### 作業概要 A
下に続く項目のうち、「Pin every instance of the white」を含む行から始めて項目の最後の行で終わる範囲の行を、空行を除いて番号付きリストとして書き出すこと。

***

U99
日本国内でドローンを飛行する場合、重量が100g未満だと航空法でいうところの模型航空機に区分され、基本的には機体登録も飛行許可申請も必要ないので、非常に手軽だという事は今では良く知られている事だと思います。
例えば Tinywhoop のように屋内でも比較的安全に楽しめる機体は登場してからそれなりに長い歴史がある代表的なものです。
他にも、Tinywhoop を一回り大きくしてダクトを排した Toothpick と呼ばれる類のものがあり、これらは大きさのバリエーションもかなりあるようです。
プロペラ直径3インチくらいのクラスになると、利用できるパーツやフレームの種類が大幅に増えるのですが、3インチで離陸重量100g未満を実現する為には、かなり軽量化を意識する必要があると考えてよいでしょう。
フレームがかなりの種類リリースされているという事は、それに適合したエレクトロニクスも存在する為、小さく軽量なクラスでも、今では利用できるパーツやフレームもかなりあります。
そういったパーツ類の構成でU99=100g未満という非常に限られた重量の中でも、工夫次第で色々な楽しみ方が可能なはずです。
個人的には100g未満であっても、やはりフリースタイルがしたい、と言う事で、今回は「U99 FPVフリースタイル機」について考え、まだまだ試したい事はあるものの、一旦納得感のある構成に行き着いたのでご紹介したいと思います。
Armattan Tadpole
主にフリースタイルフレームを手がける Armattan から、Tadpole (タッドポール) というフレームがリリースされたのは最近のことではありません。
発売当初はプロペラ直径2.5インチのモデルのみでしたが、その後3インチモデルとHDモデルがリリースされて現在に至ります。
以前、当店でU199での構成が可能な Tadpole のバンドル商品を販売していましたが、そのバンドルでコアとなっていた16×16mm規格の FC・ESC が入手できなくなってしまったことから、当店としても販売を終了せざるを得ませんでしたが、U199の Tadpole バンドルを企画する際のテストでフリースタイルフレームとしての性能と信頼性の高さを感じていました。

***

### 作業概要 B
ページ抜粋によると、Tadpole の発売当初に出ていたのはプロペラ直径何インチのモデルか。

***

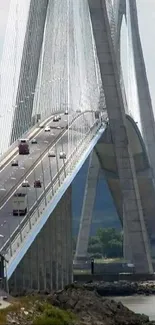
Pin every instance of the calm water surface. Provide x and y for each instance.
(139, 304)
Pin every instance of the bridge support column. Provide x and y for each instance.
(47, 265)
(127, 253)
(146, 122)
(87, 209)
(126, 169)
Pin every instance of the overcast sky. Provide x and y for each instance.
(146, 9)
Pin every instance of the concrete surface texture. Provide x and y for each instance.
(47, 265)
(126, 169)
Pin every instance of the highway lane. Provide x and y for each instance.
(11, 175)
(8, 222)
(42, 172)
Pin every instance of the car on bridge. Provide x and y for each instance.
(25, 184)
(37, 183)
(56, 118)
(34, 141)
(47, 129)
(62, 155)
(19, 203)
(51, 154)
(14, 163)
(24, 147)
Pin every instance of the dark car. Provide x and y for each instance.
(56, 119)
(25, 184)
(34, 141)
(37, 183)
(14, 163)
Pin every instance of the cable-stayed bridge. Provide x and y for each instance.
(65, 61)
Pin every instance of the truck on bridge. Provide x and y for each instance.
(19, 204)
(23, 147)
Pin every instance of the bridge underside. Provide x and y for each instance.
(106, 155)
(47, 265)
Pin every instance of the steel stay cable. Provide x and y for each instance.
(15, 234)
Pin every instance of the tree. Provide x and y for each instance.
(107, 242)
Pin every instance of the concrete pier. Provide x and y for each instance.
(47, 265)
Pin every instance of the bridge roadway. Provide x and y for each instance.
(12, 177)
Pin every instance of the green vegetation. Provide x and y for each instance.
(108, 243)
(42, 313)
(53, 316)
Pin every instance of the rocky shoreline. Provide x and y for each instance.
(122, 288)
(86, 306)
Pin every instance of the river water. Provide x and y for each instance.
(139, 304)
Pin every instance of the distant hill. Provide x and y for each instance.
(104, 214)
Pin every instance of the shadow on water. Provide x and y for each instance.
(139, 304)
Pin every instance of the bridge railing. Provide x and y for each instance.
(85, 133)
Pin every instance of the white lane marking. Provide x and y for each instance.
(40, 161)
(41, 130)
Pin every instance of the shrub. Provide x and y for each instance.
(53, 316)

***

### 回答 A
1. Pin every instance of the white lane marking. Provide x and y for each instance.
2. (40, 161)
3. (41, 130)
4. Pin every instance of the shrub. Provide x and y for each instance.
5. (53, 316)

### 回答 B
プロペラ直径2.5インチのモデルのみだった。